Challenge => Rewrite the records between the lines holding "May I ask you to find the baseball" and "[[0, 152, 332, 251]]", inclusive, keeping the requests as they are. Shift each answer's bounding box coordinates by adding 89 to every number, but leave the sample coordinates inside the requests unchanged.

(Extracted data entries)

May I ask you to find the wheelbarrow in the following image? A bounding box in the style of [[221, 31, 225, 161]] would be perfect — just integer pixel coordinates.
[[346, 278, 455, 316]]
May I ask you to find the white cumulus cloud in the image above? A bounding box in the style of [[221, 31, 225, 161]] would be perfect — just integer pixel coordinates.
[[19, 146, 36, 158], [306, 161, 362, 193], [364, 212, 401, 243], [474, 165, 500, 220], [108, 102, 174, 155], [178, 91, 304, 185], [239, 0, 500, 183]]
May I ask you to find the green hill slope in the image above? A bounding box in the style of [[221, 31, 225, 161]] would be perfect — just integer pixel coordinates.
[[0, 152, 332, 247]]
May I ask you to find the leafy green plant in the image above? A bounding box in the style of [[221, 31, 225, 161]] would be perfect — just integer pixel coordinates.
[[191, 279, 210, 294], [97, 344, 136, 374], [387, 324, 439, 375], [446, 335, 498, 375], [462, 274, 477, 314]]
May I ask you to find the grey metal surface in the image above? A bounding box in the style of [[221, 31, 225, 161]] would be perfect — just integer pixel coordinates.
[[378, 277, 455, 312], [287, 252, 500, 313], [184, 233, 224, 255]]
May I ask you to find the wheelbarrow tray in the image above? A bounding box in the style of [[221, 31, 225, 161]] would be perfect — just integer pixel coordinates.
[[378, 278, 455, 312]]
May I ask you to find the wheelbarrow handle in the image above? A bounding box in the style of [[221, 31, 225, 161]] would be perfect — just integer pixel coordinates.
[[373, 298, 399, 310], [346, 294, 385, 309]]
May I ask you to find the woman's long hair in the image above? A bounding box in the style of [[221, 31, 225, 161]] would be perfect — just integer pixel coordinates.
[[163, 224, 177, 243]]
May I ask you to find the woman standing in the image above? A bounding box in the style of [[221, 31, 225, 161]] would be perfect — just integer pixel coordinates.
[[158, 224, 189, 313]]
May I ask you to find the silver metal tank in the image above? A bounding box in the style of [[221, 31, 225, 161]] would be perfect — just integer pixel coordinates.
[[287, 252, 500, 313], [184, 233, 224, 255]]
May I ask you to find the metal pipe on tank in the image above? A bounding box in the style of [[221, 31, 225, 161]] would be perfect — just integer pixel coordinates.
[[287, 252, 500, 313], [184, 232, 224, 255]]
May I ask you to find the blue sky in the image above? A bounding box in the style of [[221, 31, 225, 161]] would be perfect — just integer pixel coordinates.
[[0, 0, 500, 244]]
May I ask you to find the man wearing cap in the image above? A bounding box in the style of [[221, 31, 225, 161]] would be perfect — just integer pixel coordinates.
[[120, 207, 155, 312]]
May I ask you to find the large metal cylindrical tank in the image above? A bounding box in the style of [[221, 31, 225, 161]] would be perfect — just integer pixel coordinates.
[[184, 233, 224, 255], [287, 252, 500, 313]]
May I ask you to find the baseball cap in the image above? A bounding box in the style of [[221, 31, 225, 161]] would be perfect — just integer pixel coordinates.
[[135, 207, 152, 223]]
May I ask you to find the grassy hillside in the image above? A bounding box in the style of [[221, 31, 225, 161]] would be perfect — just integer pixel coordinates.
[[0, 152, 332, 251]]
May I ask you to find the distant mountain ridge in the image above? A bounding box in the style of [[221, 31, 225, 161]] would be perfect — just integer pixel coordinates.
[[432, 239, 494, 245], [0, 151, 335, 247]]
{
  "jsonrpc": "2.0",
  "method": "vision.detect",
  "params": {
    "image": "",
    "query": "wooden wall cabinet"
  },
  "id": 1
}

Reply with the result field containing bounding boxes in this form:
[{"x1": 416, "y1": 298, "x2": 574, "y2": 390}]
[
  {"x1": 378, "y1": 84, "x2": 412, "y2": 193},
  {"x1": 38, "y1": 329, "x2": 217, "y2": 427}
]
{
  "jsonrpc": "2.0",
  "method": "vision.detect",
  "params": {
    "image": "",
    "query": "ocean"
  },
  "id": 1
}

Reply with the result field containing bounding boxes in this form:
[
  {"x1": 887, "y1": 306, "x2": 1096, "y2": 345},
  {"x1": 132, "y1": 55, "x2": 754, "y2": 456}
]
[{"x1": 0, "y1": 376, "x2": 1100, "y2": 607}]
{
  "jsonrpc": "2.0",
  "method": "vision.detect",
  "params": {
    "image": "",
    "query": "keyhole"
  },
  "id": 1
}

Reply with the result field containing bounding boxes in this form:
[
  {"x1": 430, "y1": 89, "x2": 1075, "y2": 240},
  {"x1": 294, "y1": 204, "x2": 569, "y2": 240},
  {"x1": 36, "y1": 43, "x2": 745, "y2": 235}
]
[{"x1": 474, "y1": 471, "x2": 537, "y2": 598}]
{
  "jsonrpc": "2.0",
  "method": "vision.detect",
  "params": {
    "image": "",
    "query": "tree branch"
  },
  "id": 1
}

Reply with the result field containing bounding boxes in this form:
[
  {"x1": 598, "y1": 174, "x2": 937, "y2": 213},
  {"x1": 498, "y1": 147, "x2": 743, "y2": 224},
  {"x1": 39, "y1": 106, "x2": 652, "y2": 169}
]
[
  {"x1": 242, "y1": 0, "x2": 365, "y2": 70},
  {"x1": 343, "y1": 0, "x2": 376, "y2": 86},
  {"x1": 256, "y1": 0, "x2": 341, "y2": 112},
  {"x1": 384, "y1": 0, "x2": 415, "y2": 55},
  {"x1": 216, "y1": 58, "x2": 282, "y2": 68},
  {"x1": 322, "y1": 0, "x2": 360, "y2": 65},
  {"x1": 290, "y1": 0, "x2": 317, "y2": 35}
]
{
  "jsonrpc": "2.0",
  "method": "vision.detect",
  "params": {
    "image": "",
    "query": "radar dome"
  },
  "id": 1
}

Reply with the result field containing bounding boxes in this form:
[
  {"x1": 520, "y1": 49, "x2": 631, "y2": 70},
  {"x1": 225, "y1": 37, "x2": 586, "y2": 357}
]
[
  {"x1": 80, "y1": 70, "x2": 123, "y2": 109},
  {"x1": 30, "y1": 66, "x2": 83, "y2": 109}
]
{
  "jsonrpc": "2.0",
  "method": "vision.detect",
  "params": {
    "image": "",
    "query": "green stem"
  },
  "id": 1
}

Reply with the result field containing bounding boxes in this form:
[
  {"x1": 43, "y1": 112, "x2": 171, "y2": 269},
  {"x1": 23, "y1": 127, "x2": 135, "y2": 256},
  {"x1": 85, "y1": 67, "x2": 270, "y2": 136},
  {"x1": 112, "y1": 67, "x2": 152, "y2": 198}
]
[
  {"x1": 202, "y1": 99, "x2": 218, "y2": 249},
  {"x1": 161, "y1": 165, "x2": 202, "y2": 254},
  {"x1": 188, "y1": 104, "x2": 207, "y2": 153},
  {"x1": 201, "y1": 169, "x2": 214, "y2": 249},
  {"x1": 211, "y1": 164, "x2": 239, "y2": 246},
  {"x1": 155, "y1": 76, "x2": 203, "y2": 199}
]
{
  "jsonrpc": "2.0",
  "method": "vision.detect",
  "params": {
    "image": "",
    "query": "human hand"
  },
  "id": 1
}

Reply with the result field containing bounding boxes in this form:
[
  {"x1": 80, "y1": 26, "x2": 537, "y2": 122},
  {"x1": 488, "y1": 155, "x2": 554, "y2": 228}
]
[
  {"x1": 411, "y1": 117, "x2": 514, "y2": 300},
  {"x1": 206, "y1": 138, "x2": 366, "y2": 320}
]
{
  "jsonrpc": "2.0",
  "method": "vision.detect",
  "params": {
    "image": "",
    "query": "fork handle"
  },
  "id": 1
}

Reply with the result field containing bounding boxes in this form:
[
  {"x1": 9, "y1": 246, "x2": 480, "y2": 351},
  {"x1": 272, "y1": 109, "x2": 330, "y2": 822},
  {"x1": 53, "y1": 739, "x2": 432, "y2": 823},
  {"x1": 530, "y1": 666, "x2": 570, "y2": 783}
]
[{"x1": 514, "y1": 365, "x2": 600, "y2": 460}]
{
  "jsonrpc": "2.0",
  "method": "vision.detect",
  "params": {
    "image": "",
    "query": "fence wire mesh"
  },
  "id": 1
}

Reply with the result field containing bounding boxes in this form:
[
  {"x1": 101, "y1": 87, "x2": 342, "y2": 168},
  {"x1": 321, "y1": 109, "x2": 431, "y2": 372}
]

Exercise solution =>
May I ask you to find the baseball cap in the image above? A bounding box in the style of [[221, 31, 225, 161]] would be perfect — just integer pixel coordinates.
[[224, 296, 241, 312]]
May I ask you to find the grassy hillside in the image above? A bounding box in the style of [[221, 31, 225, 161]] would be perfect — just integer pixel coordinates.
[[89, 241, 421, 340]]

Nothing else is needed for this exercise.